* BEGIN DATA LISTING *

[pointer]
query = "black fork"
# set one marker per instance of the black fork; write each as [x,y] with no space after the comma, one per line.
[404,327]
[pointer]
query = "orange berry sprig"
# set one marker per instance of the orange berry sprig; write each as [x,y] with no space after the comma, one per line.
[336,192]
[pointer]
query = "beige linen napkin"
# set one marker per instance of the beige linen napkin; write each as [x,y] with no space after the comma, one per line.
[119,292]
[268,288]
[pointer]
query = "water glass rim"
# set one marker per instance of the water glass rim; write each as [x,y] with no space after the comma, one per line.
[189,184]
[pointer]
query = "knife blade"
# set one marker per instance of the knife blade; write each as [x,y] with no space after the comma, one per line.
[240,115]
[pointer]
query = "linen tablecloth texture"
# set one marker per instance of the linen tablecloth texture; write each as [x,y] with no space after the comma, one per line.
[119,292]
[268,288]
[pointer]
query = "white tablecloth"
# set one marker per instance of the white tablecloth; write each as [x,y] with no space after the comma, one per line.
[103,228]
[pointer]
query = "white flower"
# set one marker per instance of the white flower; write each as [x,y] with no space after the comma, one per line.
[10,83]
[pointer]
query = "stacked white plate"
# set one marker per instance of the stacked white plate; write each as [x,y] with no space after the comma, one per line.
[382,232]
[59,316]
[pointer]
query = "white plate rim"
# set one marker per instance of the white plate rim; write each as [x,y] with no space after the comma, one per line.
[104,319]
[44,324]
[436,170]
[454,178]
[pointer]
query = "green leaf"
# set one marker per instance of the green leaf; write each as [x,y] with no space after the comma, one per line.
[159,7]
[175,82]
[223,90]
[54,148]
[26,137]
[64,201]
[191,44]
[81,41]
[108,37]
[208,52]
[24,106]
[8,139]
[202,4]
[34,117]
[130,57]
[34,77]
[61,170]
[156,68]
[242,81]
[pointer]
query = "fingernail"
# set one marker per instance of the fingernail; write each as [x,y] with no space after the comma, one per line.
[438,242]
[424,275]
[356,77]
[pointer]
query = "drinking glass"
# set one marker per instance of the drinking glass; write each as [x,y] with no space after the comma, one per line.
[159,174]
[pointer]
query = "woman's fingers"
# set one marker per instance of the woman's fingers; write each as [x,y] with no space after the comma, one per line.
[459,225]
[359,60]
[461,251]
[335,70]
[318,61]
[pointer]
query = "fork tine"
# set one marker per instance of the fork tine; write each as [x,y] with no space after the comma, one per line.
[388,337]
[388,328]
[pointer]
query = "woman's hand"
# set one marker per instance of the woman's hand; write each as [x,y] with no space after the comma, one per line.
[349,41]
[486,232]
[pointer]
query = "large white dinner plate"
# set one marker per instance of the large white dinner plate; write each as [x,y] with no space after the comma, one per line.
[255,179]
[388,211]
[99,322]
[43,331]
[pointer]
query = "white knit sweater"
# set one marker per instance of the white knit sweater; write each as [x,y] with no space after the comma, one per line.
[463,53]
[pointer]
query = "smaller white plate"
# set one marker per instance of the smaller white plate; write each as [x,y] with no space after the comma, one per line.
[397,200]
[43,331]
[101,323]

* END DATA LISTING *

**YOUR OBJECTIVE**: Reproduce the data, keeping every line exactly the same.

**IN RESPONSE**:
[pointer]
query = "black fork"
# set one marker per instance of the black fork; write each as [x,y] with no space after the comma, one per line.
[404,327]
[pointer]
query = "orange berry sprig"
# set one marker per instance of the orange berry sprig; write each as [x,y] with no space after the comma, one per line.
[336,192]
[pointer]
query = "beige linen napkin"
# set one marker per instance of the beige linen napkin; write each as [x,y] with no space after the comma, one per line.
[119,292]
[268,288]
[pointer]
query = "water glass rim"
# set one marker per instance of the water glass rim; write each as [x,y] with no space after the comma, one per line.
[189,184]
[pointer]
query = "knife blade"
# set one marker per instance of the knife blade; write each as [x,y] with no space after the comma, one per line.
[240,115]
[pointer]
query = "linen tablecloth texture"
# set one marker per instance of the linen tablecloth texture; write each as [x,y] with no space after the comma, one per line.
[119,292]
[268,288]
[pointer]
query = "white tablecloth"
# set one marker per instance of the white tablecloth; write each as [x,y] with no space after the comma, one per line.
[103,228]
[pointer]
query = "white flower"
# set one marker per instance of the white flower; write each as [x,y] with no space after the comma, one per line.
[10,83]
[pointer]
query = "stacked white plate"
# set one marker per instance of the stacked white plate; write each as [x,y] with no space after the comma, one per line.
[382,232]
[59,316]
[pointer]
query = "white plate rim"
# set one marker per instance of the white plate rim; write each as [x,y] with no space after the comma, one per line.
[104,319]
[44,324]
[436,170]
[454,178]
[pointer]
query = "green leaf"
# set one marker per instance of the green leaf; write each as [x,y] with no space after the comma, one per line.
[159,7]
[175,82]
[223,90]
[54,148]
[26,137]
[64,201]
[191,44]
[81,41]
[108,37]
[208,52]
[24,106]
[8,139]
[202,4]
[34,117]
[130,57]
[34,77]
[61,170]
[156,68]
[242,81]
[pointer]
query = "fingernail"
# set one marker per instance of the fingernail; write each as [x,y] with no space after the comma, one per line.
[438,242]
[424,275]
[356,77]
[pointer]
query = "drinking glass"
# set one marker per instance of the drinking glass; write each as [x,y] with no space after the comma, one per line.
[159,174]
[pointer]
query = "woman's fingers"
# set one marker per instance of the woman's fingers; write each as [x,y] with no space after the comma, one per line.
[459,225]
[359,60]
[461,251]
[335,70]
[318,61]
[pointer]
query = "fork tine"
# set one marker per instance of the fork tine; write each as [x,y] with no space after the comma, one per line.
[388,337]
[388,328]
[pointer]
query = "woman's hand"
# set one marker per instance of the woman's hand; write each as [x,y] with no space after the comma, one per line.
[349,41]
[486,232]
[pointer]
query = "large white dinner plate"
# set one marker per instance of the large white dinner plate; write each as [x,y] with no space after the comma, one per line.
[255,179]
[388,211]
[99,322]
[43,331]
[pointer]
query = "white knit sweater"
# set one marker per instance of the white knit sweater; write each as [x,y] with no space after the comma, one per line.
[463,53]
[pointer]
query = "smaller white plate"
# set one marker per instance of the smaller white plate; write each as [x,y] with no space after the comma, one per line.
[397,200]
[43,331]
[101,323]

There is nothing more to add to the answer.